● REQUIREMENT 1:
Repeat the records word for word, from their first line through the line containing "point(545, 337)", inclusive.

**********

2007-09-19

Die Google! - future search engines


While talking with a friend, I realized that Google isn't the last word in the web search engines.

From technical point of view google search engine isn't magic, the topic of indexing data is nothing revolutionary.

The only interesting thing about Google success is their method of promoting good results and punishing bad in search results. In Google nomenclature it's called the (mistified) Pagerank. They keep the exact algorithm in secret, but in the beginning it was some kind of counting links to specified website.


The development of Sergey and Larry's algorithm was tied by their input data. The only thing they had was the source of web page and links between sites. Nothing more. (maybe the domain name, link url and hosting center, but
that doesn't say anything about the content)

Currently, in the time of user generated content, we have a bit more information.

We have direct link between the content and the author. In the Web 2.0 epoch we exactly know who/where/when wrote specified text.

**********

● REQUIREMENT 2:
Rewrite the post on future search engines from "The only interesting" through "to specified website.", inclusive, putting "Google terminology" in place of "Google nomenclature".

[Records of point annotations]
**********

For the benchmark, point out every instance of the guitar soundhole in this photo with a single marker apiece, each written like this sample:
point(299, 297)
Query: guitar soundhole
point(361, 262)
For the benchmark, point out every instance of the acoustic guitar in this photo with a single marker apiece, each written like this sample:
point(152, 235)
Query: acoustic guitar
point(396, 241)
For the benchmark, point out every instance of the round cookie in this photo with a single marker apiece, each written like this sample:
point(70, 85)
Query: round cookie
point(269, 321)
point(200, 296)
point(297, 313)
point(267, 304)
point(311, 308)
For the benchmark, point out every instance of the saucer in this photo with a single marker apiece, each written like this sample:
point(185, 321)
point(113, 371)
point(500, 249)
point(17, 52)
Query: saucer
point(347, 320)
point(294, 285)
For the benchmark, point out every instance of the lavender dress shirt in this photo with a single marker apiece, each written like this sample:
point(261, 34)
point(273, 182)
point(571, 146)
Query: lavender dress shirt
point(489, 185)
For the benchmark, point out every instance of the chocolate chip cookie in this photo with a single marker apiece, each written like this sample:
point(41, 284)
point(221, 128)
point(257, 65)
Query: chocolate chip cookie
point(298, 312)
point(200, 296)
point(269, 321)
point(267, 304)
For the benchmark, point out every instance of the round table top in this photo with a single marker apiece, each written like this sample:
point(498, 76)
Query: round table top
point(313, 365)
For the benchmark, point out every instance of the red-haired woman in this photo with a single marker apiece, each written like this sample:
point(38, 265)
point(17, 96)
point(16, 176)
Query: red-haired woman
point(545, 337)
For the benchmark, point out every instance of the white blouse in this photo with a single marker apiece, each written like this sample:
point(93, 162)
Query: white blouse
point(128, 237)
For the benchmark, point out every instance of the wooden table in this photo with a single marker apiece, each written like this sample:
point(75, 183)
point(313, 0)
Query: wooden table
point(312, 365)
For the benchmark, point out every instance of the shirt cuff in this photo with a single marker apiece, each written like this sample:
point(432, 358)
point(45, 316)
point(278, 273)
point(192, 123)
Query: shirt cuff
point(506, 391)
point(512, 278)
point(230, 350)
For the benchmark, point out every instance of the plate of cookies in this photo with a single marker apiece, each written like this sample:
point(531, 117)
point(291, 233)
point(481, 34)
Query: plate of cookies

**********

● ANSWER 1:
For the benchmark, point out every instance of the guitar soundhole in this photo with a single marker apiece, each written like this sample:
point(299, 297)
Query: guitar soundhole
point(361, 262)
For the benchmark, point out every instance of the acoustic guitar in this photo with a single marker apiece, each written like this sample:
point(152, 235)
Query: acoustic guitar
point(396, 241)
For the benchmark, point out every instance of the round cookie in this photo with a single marker apiece, each written like this sample:
point(70, 85)
Query: round cookie
point(269, 321)
point(200, 296)
point(297, 313)
point(267, 304)
point(311, 308)
For the benchmark, point out every instance of the saucer in this photo with a single marker apiece, each written like this sample:
point(185, 321)
point(113, 371)
point(500, 249)
point(17, 52)
Query: saucer
point(347, 320)
point(294, 285)
For the benchmark, point out every instance of the lavender dress shirt in this photo with a single marker apiece, each written like this sample:
point(261, 34)
point(273, 182)
point(571, 146)
Query: lavender dress shirt
point(489, 185)
For the benchmark, point out every instance of the chocolate chip cookie in this photo with a single marker apiece, each written like this sample:
point(41, 284)
point(221, 128)
point(257, 65)
Query: chocolate chip cookie
point(298, 312)
point(200, 296)
point(269, 321)
point(267, 304)
For the benchmark, point out every instance of the round table top in this photo with a single marker apiece, each written like this sample:
point(498, 76)
Query: round table top
point(313, 365)
For the benchmark, point out every instance of the red-haired woman in this photo with a single marker apiece, each written like this sample:
point(38, 265)
point(17, 96)
point(16, 176)
Query: red-haired woman
point(545, 337)

● ANSWER 2:
The only interesting thing about Google success is their method of promoting good results and punishing bad in search results. In Google terminology it's called the (mistified) Pagerank. They keep the exact algorithm in secret, but in the beginning it was some kind of counting links to specified website.